## TASK REQUIREMENTS
Turn the lines of the data from the line containing "Segmentation task: the" through the line containing "4L1125 171L1144 158L841" into a JSON list of strings, one string per line, leaving out any blank lines.

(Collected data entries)
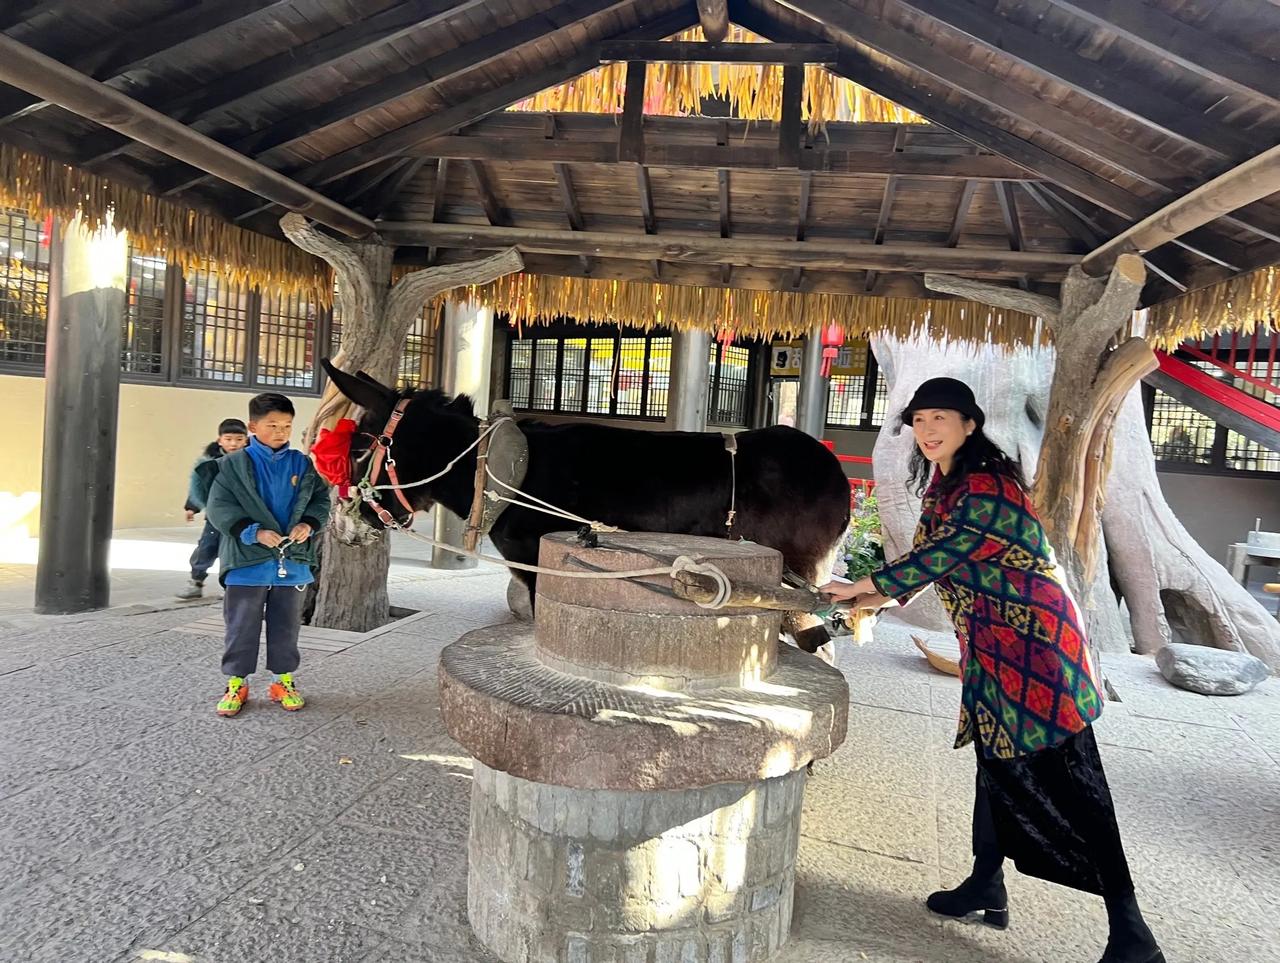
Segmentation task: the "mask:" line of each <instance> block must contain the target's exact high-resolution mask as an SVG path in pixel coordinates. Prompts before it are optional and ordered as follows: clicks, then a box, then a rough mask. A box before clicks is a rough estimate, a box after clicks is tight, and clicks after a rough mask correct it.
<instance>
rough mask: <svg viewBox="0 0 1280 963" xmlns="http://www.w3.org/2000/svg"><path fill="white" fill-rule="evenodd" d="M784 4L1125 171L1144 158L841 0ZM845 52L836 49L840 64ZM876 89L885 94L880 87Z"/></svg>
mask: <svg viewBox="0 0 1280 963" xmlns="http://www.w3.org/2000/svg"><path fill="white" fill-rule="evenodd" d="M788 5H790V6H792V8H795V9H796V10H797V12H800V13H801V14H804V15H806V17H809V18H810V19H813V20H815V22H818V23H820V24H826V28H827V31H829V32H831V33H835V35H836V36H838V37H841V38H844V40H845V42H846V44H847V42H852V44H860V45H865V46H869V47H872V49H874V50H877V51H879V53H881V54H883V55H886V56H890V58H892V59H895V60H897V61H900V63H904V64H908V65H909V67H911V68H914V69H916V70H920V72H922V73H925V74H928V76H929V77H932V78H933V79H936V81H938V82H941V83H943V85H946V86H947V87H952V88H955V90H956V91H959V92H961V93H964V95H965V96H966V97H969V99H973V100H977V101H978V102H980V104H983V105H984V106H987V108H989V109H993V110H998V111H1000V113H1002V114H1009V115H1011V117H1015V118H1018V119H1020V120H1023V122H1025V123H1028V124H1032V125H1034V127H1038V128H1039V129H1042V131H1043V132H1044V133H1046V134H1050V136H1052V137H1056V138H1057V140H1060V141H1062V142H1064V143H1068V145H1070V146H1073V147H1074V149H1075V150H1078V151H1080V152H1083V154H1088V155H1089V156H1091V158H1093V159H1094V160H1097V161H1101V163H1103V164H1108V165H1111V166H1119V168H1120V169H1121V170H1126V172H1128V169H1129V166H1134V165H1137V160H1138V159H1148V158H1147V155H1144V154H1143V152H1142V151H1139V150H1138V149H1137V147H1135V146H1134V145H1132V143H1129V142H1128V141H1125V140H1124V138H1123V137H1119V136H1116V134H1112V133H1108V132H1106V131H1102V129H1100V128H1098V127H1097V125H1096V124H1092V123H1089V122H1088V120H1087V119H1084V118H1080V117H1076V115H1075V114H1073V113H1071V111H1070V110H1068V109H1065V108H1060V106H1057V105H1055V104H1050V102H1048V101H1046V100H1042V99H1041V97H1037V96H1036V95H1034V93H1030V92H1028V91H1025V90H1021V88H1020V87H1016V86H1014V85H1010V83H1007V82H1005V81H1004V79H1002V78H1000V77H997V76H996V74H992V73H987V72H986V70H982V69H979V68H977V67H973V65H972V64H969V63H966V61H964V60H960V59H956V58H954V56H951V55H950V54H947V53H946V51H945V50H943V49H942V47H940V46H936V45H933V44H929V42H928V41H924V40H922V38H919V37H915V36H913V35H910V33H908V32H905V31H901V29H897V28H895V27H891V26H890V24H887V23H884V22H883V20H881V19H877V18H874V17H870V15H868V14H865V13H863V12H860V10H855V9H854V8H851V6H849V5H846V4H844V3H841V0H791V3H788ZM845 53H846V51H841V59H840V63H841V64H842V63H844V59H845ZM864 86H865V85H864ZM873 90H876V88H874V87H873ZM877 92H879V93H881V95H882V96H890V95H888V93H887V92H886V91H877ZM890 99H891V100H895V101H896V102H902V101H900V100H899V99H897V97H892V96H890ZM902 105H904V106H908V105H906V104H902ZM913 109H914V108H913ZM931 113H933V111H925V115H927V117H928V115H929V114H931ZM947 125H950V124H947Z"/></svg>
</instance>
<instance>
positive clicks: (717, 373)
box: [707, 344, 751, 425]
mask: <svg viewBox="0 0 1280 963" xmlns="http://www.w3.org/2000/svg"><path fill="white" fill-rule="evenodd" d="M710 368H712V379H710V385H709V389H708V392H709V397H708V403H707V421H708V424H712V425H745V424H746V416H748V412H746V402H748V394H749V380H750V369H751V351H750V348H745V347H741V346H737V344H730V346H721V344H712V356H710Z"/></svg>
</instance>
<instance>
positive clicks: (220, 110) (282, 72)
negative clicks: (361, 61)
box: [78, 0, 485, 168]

--

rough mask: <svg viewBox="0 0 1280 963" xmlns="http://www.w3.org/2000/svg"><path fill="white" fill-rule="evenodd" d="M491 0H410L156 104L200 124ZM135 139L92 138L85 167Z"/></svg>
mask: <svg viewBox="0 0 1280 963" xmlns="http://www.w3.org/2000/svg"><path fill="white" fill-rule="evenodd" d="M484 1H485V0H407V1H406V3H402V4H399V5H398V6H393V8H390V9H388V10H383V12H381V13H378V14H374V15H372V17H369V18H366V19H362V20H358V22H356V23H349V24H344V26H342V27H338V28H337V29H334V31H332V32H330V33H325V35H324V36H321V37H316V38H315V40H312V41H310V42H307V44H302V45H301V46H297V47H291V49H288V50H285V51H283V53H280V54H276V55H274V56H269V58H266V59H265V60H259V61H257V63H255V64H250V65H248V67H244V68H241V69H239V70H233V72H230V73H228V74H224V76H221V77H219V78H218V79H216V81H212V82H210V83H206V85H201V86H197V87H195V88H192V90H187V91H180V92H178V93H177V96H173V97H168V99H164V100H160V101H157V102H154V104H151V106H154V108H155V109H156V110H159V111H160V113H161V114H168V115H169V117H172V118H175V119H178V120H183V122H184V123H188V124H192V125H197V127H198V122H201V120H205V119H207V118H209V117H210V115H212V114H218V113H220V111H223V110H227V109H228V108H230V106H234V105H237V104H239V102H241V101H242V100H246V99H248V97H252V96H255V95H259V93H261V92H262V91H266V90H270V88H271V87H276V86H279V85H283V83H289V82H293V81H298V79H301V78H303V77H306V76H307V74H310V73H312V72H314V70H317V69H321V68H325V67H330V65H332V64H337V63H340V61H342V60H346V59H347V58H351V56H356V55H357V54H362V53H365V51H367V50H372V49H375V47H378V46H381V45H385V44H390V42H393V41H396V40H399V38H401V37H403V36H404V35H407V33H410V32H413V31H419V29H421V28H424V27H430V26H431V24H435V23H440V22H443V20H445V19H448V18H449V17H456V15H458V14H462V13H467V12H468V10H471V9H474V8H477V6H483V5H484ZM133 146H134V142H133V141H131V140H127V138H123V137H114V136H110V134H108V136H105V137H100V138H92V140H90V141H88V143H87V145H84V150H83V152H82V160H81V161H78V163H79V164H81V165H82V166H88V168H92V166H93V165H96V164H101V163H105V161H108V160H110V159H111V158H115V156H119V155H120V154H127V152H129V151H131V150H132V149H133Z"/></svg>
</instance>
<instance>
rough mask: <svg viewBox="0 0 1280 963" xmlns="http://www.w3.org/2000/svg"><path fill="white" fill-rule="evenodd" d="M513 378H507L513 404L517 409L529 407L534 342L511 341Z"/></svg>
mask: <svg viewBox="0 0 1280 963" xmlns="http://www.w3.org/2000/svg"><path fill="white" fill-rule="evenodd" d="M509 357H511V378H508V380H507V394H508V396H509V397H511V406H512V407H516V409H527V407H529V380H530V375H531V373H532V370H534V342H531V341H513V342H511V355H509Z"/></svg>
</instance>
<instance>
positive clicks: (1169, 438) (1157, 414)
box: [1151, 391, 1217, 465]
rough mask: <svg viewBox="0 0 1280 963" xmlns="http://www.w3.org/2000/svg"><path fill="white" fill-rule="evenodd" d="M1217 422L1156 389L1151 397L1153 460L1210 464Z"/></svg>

* * *

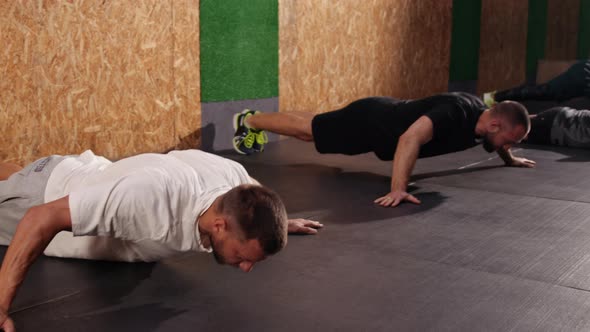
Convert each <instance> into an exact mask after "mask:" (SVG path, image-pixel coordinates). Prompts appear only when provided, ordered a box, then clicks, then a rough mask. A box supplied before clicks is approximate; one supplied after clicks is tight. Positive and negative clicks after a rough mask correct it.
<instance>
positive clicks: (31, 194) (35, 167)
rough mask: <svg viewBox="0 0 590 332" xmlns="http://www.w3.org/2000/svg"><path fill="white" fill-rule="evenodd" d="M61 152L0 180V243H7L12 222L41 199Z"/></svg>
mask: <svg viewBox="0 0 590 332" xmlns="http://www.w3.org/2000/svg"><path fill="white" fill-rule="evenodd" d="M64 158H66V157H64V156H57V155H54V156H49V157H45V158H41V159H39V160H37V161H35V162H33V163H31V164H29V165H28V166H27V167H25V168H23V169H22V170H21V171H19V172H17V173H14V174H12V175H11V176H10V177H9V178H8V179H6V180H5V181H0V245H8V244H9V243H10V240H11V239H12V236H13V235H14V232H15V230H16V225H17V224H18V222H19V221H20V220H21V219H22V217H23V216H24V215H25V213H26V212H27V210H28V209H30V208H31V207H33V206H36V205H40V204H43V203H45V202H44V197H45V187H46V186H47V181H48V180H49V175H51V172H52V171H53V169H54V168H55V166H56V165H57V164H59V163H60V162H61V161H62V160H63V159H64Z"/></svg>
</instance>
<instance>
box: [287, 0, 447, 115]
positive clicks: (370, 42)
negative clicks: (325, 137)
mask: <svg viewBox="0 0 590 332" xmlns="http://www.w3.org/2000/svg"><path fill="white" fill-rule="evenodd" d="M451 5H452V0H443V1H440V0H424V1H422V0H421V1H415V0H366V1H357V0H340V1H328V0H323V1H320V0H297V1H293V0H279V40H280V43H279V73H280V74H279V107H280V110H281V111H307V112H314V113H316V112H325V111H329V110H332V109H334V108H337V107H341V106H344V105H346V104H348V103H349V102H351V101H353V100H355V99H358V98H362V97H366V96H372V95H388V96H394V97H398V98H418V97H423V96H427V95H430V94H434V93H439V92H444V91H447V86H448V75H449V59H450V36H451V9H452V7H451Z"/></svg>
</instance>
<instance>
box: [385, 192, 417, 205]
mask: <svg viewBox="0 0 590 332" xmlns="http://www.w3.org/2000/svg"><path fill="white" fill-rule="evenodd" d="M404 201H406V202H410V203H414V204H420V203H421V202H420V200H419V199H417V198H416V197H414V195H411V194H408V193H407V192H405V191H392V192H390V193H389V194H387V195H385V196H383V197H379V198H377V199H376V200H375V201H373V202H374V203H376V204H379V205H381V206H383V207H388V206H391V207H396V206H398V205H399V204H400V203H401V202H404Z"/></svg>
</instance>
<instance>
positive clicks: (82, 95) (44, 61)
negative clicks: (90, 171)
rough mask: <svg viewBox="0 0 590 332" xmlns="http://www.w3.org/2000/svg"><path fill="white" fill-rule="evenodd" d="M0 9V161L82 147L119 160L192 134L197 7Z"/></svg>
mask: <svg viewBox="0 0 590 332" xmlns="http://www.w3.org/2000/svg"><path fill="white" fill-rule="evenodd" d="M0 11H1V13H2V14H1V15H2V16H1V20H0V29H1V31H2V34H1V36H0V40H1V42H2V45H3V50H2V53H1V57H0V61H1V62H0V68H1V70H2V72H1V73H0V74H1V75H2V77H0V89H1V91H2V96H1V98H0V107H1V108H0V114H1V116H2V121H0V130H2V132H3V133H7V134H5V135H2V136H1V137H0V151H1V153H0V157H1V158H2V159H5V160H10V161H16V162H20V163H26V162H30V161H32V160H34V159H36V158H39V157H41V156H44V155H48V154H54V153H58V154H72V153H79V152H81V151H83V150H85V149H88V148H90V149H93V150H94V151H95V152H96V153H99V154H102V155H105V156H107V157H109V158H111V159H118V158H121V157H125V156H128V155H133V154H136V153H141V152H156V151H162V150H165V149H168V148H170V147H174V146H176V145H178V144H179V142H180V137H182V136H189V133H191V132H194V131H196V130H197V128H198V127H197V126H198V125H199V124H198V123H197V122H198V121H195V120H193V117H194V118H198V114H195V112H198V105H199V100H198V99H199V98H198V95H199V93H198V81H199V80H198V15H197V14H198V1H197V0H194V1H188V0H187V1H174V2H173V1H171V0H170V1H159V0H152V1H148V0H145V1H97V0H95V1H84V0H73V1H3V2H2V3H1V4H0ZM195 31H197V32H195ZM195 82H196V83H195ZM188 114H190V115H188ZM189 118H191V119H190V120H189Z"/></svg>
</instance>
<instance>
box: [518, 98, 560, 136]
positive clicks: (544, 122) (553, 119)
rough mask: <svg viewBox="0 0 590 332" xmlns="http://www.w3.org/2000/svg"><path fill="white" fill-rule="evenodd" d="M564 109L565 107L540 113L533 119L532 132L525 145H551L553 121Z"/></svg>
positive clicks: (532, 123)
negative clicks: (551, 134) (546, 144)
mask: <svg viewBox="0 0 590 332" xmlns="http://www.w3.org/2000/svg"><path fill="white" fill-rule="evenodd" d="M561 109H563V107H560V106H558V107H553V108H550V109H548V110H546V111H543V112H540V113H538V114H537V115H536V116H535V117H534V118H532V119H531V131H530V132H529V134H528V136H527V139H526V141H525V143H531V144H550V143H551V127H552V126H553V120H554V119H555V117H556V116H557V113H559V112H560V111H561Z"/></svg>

## RESULT FOR THIS TASK
[
  "Segmentation task: the \"mask:\" line of each <instance> block must contain the target's exact high-resolution mask as an SVG path in pixel coordinates. Prompts before it are optional and ordered as follows: clicks, then a box, then a rough mask. A box before clicks is a rough estimate, a box after clicks is tight, and clicks after a rough mask correct it.",
  "<instance>",
  "rough mask: <svg viewBox=\"0 0 1280 963\" xmlns=\"http://www.w3.org/2000/svg\"><path fill=\"white\" fill-rule=\"evenodd\" d=\"M784 4L1125 171L1144 158L841 0ZM845 52L836 49L840 64ZM876 89L885 94L880 87Z\"/></svg>"
]